Start of Page

I’m almost 40. I recently retrieved my childhood “lovey” (stuffed animal I slept with as a child) and I’m sleeping with it again. Makes me feel so calm and happy.
Really paranoid about people realizing my stalk instagram account is mine. Which is the only reason I think I’m gonna stop stalking people.
Finally got a job after being laid off 6 months ago—however, my significant other doesn’t know that I’m still interviewing around for other jobs with higher pay; I don’t want to get her hopes up just in case.
I bought one of my friends ex's concert tickets. At the concert I ended up dancing and kissing with that friend.
I keep having vivid dreams about sleeping with my coworker.
I secretly want to be laid off from my corporate job so I can become a stay at home wife and finally pursue my creative passions without feeling burnt out all the time.
My wife and son are going on a vacation to see her family and while I’ll miss them, I can’t wait to be ALONE!
During a work video call with just us, we legit starred into each others eyes a good 5 seconds. I immediately changed the subject when I felt the butterflies in my stomach.
I’m applying for new remote jobs while I’m the lead at my company for selling to people why full time “return to office” is happening… it’s all BS.

End of Page

- _Parts of the exercise_:
1. Answer these about the confessions:
(a) How long had the person who finally got a job been laid off?
(b) Who is going on vacation to see family?
(c) For about how many seconds did the two people on the work video call look into each other's eyes?
2. Please transcribe the confessions word for word from "Really paranoid about" to "just in case.".
The items after this point come from a separate source.

Start of Dataset extract

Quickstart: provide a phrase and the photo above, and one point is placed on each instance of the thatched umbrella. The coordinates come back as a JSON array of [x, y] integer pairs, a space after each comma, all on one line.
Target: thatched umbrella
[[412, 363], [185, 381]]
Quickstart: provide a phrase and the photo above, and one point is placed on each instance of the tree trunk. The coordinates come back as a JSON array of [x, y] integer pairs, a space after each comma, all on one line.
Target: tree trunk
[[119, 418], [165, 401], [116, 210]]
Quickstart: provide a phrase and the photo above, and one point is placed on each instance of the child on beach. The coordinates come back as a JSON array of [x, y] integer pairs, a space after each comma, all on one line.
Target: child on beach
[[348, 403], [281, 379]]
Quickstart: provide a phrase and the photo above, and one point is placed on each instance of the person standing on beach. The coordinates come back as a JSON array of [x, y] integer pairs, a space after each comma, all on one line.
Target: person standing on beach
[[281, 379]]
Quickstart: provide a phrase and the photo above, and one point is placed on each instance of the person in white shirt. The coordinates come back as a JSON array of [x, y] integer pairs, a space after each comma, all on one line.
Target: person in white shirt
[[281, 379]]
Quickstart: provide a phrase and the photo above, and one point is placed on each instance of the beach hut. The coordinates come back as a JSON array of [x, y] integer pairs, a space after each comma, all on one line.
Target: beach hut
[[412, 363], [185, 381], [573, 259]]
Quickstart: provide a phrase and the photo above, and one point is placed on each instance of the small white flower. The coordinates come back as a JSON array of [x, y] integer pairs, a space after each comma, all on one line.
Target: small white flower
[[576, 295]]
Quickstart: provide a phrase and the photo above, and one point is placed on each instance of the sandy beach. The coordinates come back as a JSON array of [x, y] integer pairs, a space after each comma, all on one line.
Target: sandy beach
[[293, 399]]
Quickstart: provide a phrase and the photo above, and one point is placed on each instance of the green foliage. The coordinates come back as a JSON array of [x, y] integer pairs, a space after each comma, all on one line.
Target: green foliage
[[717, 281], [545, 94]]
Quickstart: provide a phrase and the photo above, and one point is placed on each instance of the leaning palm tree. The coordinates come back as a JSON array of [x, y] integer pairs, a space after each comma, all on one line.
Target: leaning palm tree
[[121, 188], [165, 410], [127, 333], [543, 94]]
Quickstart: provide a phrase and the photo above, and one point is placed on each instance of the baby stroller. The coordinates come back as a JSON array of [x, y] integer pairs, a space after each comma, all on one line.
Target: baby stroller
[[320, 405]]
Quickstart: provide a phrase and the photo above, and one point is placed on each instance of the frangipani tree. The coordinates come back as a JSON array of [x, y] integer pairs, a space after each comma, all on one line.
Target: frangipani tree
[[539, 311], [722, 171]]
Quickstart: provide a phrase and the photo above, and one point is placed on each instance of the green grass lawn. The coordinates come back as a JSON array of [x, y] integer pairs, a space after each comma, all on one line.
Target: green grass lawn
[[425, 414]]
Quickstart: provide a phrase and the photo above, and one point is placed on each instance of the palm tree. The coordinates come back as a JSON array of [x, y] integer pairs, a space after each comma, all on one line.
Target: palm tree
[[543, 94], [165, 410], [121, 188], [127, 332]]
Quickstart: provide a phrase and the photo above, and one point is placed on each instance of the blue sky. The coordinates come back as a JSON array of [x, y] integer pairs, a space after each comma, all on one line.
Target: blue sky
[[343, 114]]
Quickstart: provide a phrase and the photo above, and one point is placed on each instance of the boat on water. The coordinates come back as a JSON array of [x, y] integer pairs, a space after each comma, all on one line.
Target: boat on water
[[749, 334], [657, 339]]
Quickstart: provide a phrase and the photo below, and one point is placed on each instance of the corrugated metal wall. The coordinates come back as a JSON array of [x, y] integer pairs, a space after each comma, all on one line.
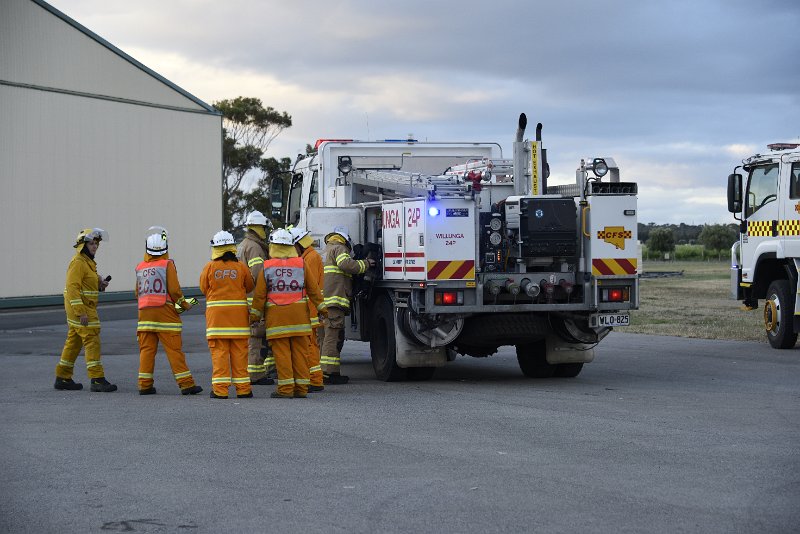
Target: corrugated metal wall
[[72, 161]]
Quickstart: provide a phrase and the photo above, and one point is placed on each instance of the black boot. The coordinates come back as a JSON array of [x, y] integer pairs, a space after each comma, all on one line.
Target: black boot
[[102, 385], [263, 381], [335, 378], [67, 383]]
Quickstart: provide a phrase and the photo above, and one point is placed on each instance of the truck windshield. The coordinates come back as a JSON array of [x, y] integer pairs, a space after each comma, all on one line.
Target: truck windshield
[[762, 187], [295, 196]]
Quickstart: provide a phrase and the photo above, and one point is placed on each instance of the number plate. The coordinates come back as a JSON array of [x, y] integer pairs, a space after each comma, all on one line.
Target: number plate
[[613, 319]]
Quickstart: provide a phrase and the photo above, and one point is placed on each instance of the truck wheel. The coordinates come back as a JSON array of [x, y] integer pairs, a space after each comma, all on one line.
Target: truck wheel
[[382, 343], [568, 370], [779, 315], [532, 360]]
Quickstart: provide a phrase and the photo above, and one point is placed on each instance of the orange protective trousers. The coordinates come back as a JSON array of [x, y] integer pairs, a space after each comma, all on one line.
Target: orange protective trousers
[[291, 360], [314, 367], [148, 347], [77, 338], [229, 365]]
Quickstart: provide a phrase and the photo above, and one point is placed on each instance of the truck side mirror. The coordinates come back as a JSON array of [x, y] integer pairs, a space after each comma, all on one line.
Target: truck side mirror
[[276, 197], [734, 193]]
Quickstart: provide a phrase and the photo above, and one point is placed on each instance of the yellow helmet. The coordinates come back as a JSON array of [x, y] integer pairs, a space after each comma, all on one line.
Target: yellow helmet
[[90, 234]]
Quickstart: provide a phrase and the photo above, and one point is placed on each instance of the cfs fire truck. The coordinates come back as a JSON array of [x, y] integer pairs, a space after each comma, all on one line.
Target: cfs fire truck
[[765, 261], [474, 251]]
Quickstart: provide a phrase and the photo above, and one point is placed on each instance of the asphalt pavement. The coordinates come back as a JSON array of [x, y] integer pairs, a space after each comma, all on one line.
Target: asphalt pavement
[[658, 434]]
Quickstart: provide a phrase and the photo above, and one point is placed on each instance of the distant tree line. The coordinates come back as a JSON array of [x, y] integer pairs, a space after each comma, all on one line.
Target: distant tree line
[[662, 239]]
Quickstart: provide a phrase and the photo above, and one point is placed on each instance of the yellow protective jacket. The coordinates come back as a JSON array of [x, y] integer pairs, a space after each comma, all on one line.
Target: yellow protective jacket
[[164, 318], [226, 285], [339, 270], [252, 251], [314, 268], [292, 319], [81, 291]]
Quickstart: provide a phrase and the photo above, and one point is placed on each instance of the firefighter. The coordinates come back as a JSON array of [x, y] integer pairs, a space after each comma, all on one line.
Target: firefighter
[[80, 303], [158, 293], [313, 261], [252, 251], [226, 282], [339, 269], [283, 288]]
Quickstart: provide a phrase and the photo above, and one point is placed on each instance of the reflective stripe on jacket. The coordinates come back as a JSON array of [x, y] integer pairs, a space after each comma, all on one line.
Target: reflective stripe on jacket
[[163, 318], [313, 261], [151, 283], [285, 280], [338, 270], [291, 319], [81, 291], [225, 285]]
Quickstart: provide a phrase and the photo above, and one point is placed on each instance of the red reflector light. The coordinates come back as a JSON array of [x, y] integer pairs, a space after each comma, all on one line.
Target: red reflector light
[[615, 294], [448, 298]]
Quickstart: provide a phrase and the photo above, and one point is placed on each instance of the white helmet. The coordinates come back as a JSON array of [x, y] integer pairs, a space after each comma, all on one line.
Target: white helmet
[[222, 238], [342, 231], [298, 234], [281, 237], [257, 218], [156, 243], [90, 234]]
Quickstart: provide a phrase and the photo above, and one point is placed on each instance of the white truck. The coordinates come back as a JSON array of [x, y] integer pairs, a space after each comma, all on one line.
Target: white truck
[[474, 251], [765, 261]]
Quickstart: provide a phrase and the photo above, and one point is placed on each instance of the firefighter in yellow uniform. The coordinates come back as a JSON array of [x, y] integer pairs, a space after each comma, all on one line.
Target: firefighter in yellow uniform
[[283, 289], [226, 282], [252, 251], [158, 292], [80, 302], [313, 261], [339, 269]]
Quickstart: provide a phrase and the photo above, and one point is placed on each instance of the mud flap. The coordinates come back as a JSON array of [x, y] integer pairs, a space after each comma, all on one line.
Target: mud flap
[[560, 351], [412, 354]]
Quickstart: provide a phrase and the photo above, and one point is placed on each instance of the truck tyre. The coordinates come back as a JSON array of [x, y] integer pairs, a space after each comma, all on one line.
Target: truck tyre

End of Dataset extract

- _Exercise solutions_:
1.
(a) 6 months
(b) The writer's wife and son
(c) About 5 seconds

2.
Really paranoid about people realizing my stalk instagram account is mine. Which is the only reason I think I’m gonna stop stalking people.
Finally got a job after being laid off 6 months ago—however, my significant other doesn’t know that I’m still interviewing around for other jobs with higher pay; I don’t want to get her hopes up just in case.